## Material provided
= = =
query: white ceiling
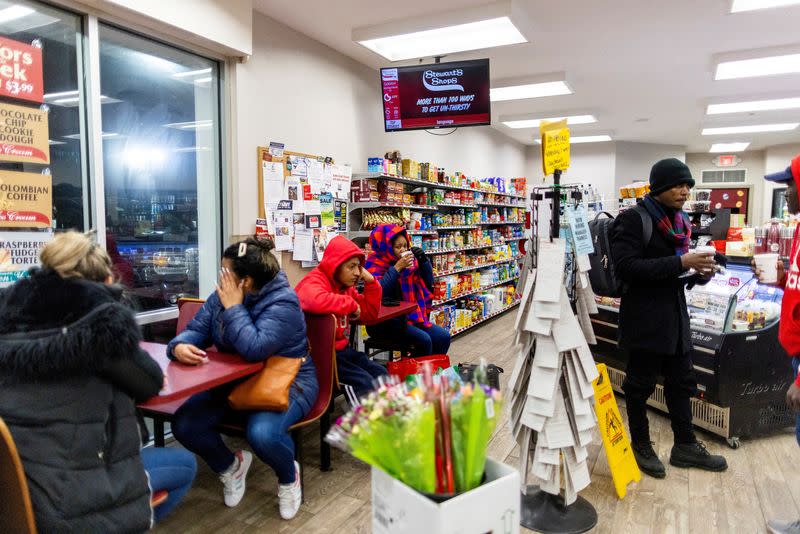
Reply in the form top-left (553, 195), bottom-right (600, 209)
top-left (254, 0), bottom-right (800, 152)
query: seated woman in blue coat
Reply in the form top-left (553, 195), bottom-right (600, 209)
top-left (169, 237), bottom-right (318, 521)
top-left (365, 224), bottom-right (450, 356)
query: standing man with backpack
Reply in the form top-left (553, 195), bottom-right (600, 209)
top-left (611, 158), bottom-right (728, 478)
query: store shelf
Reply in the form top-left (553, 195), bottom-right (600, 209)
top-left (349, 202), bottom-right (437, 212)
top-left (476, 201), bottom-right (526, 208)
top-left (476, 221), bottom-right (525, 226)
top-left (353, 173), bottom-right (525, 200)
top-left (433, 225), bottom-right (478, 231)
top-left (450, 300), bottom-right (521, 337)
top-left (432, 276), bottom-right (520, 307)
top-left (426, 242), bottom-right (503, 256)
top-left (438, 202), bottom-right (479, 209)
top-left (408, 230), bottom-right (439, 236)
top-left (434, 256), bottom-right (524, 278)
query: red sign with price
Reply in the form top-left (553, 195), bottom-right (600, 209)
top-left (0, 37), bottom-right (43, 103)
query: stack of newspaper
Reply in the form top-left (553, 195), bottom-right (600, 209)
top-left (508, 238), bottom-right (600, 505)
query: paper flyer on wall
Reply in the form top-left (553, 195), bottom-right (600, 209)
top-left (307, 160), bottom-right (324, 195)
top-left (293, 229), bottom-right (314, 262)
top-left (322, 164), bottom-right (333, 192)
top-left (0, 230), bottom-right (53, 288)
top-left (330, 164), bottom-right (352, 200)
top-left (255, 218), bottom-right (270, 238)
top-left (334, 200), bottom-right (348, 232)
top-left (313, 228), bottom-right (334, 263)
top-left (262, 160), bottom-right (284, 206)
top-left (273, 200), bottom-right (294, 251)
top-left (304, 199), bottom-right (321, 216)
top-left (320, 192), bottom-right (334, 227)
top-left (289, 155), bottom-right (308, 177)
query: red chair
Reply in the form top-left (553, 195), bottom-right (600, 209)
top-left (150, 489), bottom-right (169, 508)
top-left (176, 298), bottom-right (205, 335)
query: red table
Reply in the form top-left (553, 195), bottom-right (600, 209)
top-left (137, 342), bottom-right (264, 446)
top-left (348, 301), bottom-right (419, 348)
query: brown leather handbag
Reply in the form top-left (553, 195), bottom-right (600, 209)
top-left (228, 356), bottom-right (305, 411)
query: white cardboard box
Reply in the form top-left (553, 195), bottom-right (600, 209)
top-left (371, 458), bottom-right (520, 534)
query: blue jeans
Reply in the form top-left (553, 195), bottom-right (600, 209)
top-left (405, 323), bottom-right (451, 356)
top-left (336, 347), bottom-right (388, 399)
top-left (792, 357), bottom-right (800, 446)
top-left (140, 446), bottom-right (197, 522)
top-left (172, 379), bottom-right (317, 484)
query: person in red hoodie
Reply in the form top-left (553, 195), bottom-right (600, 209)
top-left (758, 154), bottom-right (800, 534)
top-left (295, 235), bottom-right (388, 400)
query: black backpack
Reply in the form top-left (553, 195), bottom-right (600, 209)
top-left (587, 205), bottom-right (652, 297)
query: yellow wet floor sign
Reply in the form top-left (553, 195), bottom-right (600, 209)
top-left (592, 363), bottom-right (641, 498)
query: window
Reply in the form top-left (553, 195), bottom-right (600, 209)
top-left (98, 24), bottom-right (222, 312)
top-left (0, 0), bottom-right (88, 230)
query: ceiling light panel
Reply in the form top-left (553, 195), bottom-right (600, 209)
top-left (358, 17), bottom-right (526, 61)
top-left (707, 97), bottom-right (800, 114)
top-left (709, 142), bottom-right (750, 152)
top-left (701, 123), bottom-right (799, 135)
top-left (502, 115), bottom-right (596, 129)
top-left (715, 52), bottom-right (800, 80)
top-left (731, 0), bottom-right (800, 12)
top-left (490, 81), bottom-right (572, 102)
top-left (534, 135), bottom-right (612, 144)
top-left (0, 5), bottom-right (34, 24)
= = =
## Directions
All that should be returned is the run of lines from the start of the entries above to the line bearing "query: store shelf", each exact, with pictures omitted.

## Result for this task
query: white ceiling
Reply in the form top-left (553, 195), bottom-right (600, 209)
top-left (254, 0), bottom-right (800, 152)
query: seated woman in blue coat
Reply in the form top-left (553, 195), bottom-right (600, 209)
top-left (169, 237), bottom-right (318, 521)
top-left (365, 224), bottom-right (450, 356)
query: standing man with backpack
Reply in the form top-left (553, 195), bottom-right (600, 209)
top-left (611, 158), bottom-right (728, 478)
query: store shelf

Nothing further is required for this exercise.